▸ **TASK GOAL**:
Write out the listing in full, matching it word for word.

▸ **AVAILABLE DATA**:

++++++++++

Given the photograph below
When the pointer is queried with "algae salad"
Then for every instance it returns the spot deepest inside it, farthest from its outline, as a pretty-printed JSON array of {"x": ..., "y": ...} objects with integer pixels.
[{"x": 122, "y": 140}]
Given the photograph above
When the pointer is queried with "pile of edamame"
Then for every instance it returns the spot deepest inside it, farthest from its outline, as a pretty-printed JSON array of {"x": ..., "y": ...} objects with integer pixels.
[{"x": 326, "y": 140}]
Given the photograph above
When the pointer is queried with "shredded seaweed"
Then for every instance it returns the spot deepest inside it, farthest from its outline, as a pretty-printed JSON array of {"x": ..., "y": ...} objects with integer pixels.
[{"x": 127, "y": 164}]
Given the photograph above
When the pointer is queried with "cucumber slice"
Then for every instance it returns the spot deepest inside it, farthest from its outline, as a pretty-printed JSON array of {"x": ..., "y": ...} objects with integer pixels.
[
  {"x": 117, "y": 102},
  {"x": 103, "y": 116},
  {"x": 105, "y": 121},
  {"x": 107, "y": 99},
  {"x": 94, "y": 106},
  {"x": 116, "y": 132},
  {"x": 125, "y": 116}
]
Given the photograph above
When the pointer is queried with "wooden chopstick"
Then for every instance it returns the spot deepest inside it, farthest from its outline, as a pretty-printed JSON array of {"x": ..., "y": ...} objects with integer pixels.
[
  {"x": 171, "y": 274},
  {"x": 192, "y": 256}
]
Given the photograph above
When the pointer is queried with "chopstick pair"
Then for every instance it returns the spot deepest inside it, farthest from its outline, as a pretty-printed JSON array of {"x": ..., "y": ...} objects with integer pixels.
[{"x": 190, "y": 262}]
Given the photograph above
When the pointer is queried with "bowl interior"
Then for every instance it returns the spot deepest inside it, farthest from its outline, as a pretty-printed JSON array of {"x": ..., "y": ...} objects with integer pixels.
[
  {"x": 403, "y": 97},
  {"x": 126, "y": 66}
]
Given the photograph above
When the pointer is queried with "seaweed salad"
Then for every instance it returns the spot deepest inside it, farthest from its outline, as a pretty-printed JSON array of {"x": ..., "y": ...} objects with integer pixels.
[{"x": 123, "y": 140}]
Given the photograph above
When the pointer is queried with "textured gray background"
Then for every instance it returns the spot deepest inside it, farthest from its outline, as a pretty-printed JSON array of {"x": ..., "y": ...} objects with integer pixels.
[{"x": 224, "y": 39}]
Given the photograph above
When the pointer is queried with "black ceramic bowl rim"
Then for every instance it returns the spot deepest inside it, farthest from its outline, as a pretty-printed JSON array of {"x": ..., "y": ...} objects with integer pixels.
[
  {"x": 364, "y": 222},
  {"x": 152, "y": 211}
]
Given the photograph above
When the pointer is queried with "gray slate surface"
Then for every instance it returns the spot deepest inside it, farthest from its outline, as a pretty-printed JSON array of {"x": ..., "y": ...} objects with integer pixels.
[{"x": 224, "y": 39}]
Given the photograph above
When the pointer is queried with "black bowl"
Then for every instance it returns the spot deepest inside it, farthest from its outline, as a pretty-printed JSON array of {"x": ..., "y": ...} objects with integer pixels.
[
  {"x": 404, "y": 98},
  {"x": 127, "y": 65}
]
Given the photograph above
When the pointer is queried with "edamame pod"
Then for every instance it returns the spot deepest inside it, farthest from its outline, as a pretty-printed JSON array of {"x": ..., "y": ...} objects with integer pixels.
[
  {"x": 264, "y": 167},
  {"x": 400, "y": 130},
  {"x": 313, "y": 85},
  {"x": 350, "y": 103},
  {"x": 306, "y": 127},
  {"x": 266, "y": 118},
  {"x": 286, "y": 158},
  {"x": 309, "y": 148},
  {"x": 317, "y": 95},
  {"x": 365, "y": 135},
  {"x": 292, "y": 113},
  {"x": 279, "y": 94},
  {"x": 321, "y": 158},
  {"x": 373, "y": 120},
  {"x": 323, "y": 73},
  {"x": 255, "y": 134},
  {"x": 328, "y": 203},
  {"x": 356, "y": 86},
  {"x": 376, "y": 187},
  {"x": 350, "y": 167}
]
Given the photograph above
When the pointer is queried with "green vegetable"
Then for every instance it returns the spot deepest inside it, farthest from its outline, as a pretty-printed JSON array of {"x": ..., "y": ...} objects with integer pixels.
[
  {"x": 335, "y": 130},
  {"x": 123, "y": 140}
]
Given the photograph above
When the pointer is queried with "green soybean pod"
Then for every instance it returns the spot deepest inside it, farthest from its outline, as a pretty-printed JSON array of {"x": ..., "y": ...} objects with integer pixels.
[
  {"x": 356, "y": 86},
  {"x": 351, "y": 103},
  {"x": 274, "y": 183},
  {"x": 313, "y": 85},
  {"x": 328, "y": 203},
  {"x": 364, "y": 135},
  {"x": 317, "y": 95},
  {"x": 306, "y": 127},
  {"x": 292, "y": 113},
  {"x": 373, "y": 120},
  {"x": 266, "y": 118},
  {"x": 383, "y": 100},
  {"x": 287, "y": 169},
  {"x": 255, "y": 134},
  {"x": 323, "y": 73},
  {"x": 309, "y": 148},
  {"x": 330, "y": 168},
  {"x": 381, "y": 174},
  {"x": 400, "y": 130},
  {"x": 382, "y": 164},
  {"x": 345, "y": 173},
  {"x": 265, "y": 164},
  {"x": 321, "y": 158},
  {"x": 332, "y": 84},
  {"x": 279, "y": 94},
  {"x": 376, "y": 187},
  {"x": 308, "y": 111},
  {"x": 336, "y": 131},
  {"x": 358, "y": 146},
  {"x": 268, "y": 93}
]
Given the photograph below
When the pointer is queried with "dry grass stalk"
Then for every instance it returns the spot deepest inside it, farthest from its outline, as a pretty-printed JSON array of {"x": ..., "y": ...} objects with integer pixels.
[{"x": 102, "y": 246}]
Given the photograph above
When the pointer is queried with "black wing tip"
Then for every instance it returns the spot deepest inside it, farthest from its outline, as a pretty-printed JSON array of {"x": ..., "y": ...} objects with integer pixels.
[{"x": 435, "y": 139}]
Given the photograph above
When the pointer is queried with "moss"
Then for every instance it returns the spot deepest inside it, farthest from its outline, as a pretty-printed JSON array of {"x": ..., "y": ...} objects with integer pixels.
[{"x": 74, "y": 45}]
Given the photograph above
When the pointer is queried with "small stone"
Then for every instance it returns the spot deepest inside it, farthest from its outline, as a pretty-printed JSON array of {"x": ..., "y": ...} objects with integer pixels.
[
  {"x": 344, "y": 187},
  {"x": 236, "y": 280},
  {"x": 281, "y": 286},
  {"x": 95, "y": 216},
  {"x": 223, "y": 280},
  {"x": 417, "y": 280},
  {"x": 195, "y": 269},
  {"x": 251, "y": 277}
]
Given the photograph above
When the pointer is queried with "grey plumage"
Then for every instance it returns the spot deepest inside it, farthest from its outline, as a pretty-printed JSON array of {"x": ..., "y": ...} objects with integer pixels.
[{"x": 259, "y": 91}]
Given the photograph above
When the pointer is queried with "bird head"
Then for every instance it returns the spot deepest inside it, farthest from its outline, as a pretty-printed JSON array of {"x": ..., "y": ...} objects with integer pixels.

++++++++++

▸ **OUTPUT OF THE EXERCISE**:
Given the photograph below
When the pointer is queried with "algae salad"
Then for every instance it returns the spot deepest inside it, farthest from its outline, as a pretty-printed JSON array of {"x": ..., "y": ...} objects with integer pixels.
[{"x": 122, "y": 140}]
Given the photograph above
When the pointer is queried with "pile of edamame"
Then for every instance it returns the spot deepest inside it, farthest from its outline, as a pretty-printed JSON array of {"x": ..., "y": ...} objects with integer pixels.
[{"x": 326, "y": 140}]
Given the photograph above
When the pointer is queried with "shredded seaweed"
Then for every instance it returns the spot deepest inside it, farthest from its outline, as a pretty-printed JSON array of {"x": ..., "y": ...} objects with integer pixels.
[{"x": 127, "y": 164}]
Given the photograph above
When the pointer is queried with "cucumber slice"
Then for every instance it returns the spot deepest inside it, farthest from its outline, as a pretty-printed JSON array of {"x": ..., "y": ...} objects with integer pixels.
[
  {"x": 117, "y": 102},
  {"x": 103, "y": 116},
  {"x": 105, "y": 121},
  {"x": 107, "y": 99},
  {"x": 94, "y": 106},
  {"x": 116, "y": 132},
  {"x": 125, "y": 116}
]
Given the photograph above
When the pointer is queried with "wooden chopstick"
Then for every instance it returns the spot deepest inside it, farthest from its outline, as a pretty-printed JSON array of {"x": ..., "y": ...} objects with integer pixels.
[
  {"x": 171, "y": 274},
  {"x": 192, "y": 256}
]
Given the photograph above
When the pointer is queried with "chopstick pair"
Then for every instance it returns the spot deepest inside it, farthest from its outline, as a pretty-printed JSON array of {"x": ..., "y": ...} objects with integer pixels.
[{"x": 190, "y": 262}]
Given the photograph above
When the pointer is queried with "bowl interior"
Then for every instance it returns the spot deepest inside it, farthest from its outline, as a pretty-printed JSON array of {"x": ..., "y": ...} objects with integer pixels.
[
  {"x": 403, "y": 97},
  {"x": 126, "y": 66}
]
Given the photograph above
When the pointer is queried with "seaweed salad"
Then for every instance it returns the spot deepest inside it, farthest from its outline, as a pretty-printed JSON array of {"x": ..., "y": ...} objects with integer pixels.
[{"x": 123, "y": 140}]
Given the photograph above
When the pointer is queried with "textured gray background"
Then for every instance it returns the spot deepest inside it, farthest from its outline, as a pretty-printed JSON array of {"x": ..., "y": ...} objects with integer pixels.
[{"x": 224, "y": 39}]
Given the photograph above
When the pointer is queried with "black ceramic bowl rim"
Then for every instance it returns the spot deepest inside it, farthest from its outline, as a pretty-printed JSON array of {"x": ..., "y": ...} objects with integer pixels.
[
  {"x": 364, "y": 222},
  {"x": 152, "y": 211}
]
Given the photograph above
When the pointer is queried with "gray slate surface"
Then for every instance it returns the spot deepest inside it, farthest from its outline, as a pretty-printed JSON array of {"x": ..., "y": ...} objects with integer pixels.
[{"x": 224, "y": 39}]
Given the photograph above
When the pointer is queried with "black bowl"
Then for every instance it returns the spot deepest inside it, farthest from its outline, as a pretty-printed JSON array of {"x": ..., "y": ...} objects with integer pixels.
[
  {"x": 404, "y": 98},
  {"x": 127, "y": 65}
]
Given the photograph above
When the pointer is queried with "edamame pod"
Then for every instance it returns the spot deepest inside it, farthest from its outline, as a pretty-printed JSON array of {"x": ..., "y": ...} objects with integer pixels.
[
  {"x": 264, "y": 167},
  {"x": 400, "y": 130},
  {"x": 313, "y": 85},
  {"x": 350, "y": 103},
  {"x": 306, "y": 127},
  {"x": 266, "y": 118},
  {"x": 286, "y": 158},
  {"x": 309, "y": 148},
  {"x": 317, "y": 95},
  {"x": 365, "y": 135},
  {"x": 292, "y": 113},
  {"x": 279, "y": 94},
  {"x": 321, "y": 158},
  {"x": 373, "y": 120},
  {"x": 323, "y": 73},
  {"x": 255, "y": 134},
  {"x": 328, "y": 203},
  {"x": 356, "y": 86},
  {"x": 376, "y": 187},
  {"x": 350, "y": 167}
]
Given the photograph above
When the pointer is queried with "green vegetable"
Then for every instance it returns the spot deepest inside it, farthest from its outline, as a pretty-printed JSON array of {"x": ..., "y": ...} objects with integer pixels.
[
  {"x": 335, "y": 130},
  {"x": 123, "y": 140}
]
Given the photograph above
When the pointer is queried with "green soybean pod"
Then for every instance it returns the spot deepest inside it, farthest from its outline, as a pretty-printed JSON array of {"x": ..., "y": ...} objects with integer pixels.
[
  {"x": 356, "y": 86},
  {"x": 351, "y": 103},
  {"x": 274, "y": 183},
  {"x": 313, "y": 85},
  {"x": 328, "y": 203},
  {"x": 364, "y": 135},
  {"x": 317, "y": 95},
  {"x": 306, "y": 127},
  {"x": 292, "y": 113},
  {"x": 373, "y": 120},
  {"x": 266, "y": 118},
  {"x": 383, "y": 100},
  {"x": 287, "y": 169},
  {"x": 255, "y": 134},
  {"x": 323, "y": 73},
  {"x": 309, "y": 148},
  {"x": 330, "y": 168},
  {"x": 381, "y": 174},
  {"x": 400, "y": 130},
  {"x": 382, "y": 164},
  {"x": 345, "y": 173},
  {"x": 265, "y": 164},
  {"x": 321, "y": 158},
  {"x": 332, "y": 84},
  {"x": 279, "y": 94},
  {"x": 376, "y": 187},
  {"x": 308, "y": 111},
  {"x": 336, "y": 131},
  {"x": 358, "y": 146},
  {"x": 268, "y": 93}
]
Given the photograph below
When the pointer is queried with "dry grass stalk"
Then for every instance it returns the spot deepest inside it, farthest from its outline, as a pretty-printed JSON array of {"x": ..., "y": ...} objects with integer pixels.
[{"x": 102, "y": 246}]
Given the photograph above
When the pointer is queried with "black wing tip"
Then for every instance it returns the spot deepest inside it, farthest from its outline, as a pretty-printed JSON array of {"x": ..., "y": ...} objects with integer pixels.
[{"x": 435, "y": 139}]
Given the photograph above
When the pointer is queried with "moss"
Then for every instance it returns the spot deepest inside it, farthest from its outline, as a pretty-printed JSON array of {"x": ..., "y": ...} objects with integer pixels.
[{"x": 74, "y": 45}]
Given the photograph above
When the pointer is queried with "small stone"
Then for every instance it returns the spot deepest inside it, farthest from its outline, as a pretty-printed JSON array of {"x": ..., "y": ...} objects with integer pixels.
[
  {"x": 344, "y": 187},
  {"x": 236, "y": 280},
  {"x": 281, "y": 286},
  {"x": 95, "y": 216},
  {"x": 223, "y": 280},
  {"x": 417, "y": 280},
  {"x": 195, "y": 269},
  {"x": 251, "y": 277}
]
Given the photograph above
When the pointer is queried with "grey plumage"
Then for every instance it returns the spot deepest inside it, farthest from its outline, as a pretty-printed JSON array of {"x": ..., "y": ...} objects with integer pixels.
[{"x": 259, "y": 91}]
Given the photograph above
When the pointer is queried with "bird head"
Then for every instance it returns the spot deepest inside it, farthest from its outline, as a pretty-printed JSON array of {"x": ..., "y": ...} objects with integer pixels.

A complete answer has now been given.